[Records from a collection]
☆ ☆ ☆ ☆ ☆ ☆ ☆

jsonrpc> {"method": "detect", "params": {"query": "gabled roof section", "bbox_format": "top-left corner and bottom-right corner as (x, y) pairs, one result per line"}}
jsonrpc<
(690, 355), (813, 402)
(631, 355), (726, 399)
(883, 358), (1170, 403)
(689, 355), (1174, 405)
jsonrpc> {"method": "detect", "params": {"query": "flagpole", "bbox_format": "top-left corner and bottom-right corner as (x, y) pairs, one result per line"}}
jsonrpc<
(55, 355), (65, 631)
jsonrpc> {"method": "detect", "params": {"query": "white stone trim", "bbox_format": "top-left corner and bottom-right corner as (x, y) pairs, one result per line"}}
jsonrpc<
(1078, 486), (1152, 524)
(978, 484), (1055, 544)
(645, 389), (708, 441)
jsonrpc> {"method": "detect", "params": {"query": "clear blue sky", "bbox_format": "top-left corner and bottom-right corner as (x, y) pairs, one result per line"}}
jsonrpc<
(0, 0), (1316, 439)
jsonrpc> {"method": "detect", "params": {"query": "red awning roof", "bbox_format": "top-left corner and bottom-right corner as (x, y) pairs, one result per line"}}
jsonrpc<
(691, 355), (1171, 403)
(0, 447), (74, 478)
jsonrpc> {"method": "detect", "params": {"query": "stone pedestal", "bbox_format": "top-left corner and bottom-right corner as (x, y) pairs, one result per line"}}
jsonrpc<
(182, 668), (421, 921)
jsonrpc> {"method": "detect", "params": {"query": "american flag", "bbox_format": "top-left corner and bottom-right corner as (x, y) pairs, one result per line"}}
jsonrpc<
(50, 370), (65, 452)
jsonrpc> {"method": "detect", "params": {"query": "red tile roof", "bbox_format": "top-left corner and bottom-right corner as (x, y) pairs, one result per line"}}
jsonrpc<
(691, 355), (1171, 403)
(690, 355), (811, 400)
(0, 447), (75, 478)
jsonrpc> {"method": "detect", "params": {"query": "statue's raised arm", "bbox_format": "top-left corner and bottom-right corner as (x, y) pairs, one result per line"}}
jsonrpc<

☆ ☆ ☆ ☆ ☆ ☆ ☆

**Problem to work on**.
Nothing may be left out: return each entry exactly as it reads.

**Output of the task**.
jsonrpc> {"method": "detect", "params": {"query": "gabled roof section", "bbox_format": "top-left corner and bottom-right corner as (x, y) pairs, one result per line"}}
jsonrpc<
(690, 355), (813, 402)
(631, 355), (726, 399)
(883, 358), (1170, 403)
(689, 355), (1174, 405)
jsonrpc> {"method": "detect", "params": {"query": "flagpole", "bbox_format": "top-left corner and bottom-right corner as (x, y) pairs, one result per line"}}
jsonrpc<
(55, 355), (65, 631)
jsonrpc> {"method": "detect", "params": {"query": "white stone trim", "bbox_format": "top-left corner and bottom-right corner as (x, y) pairs, one result per line"}}
jsonrpc<
(1078, 486), (1152, 524)
(978, 484), (1055, 544)
(645, 389), (708, 441)
jsonrpc> {"method": "detect", "params": {"query": "clear blue sky", "bbox_format": "top-left corner and bottom-right corner as (x, y) pairs, one result per line"}}
jsonrpc<
(0, 0), (1316, 439)
jsonrpc> {"method": "detect", "params": {"query": "red awning roof", "bbox_format": "top-left corner and bottom-right corner as (x, y) pairs, one result per line"}}
jsonrpc<
(691, 355), (1171, 403)
(0, 447), (74, 478)
jsonrpc> {"method": "detect", "params": {"query": "stone pedestal", "bbox_format": "top-left corner and bottom-right corner as (x, y) pairs, one result per line"}}
jsonrpc<
(182, 668), (421, 921)
jsonrpc> {"method": "detect", "params": {"query": "american flag", "bbox_format": "top-left corner and bottom-right corner as (x, y) pairs, one result per line"}}
jsonrpc<
(50, 370), (65, 452)
jsonrpc> {"method": "detect", "params": {"query": "red tile roof", "bbox_format": "top-left corner and bottom-right corner as (x, y) pairs, one result per line"}}
jsonrpc<
(691, 355), (1171, 403)
(690, 355), (811, 400)
(0, 447), (75, 478)
jsonrpc> {"method": "detect", "params": {"query": "statue's raised arm", "bbox_format": "top-left corner and bottom-right corner as (x, y) pairs, one result per line"}}
jsonrpc<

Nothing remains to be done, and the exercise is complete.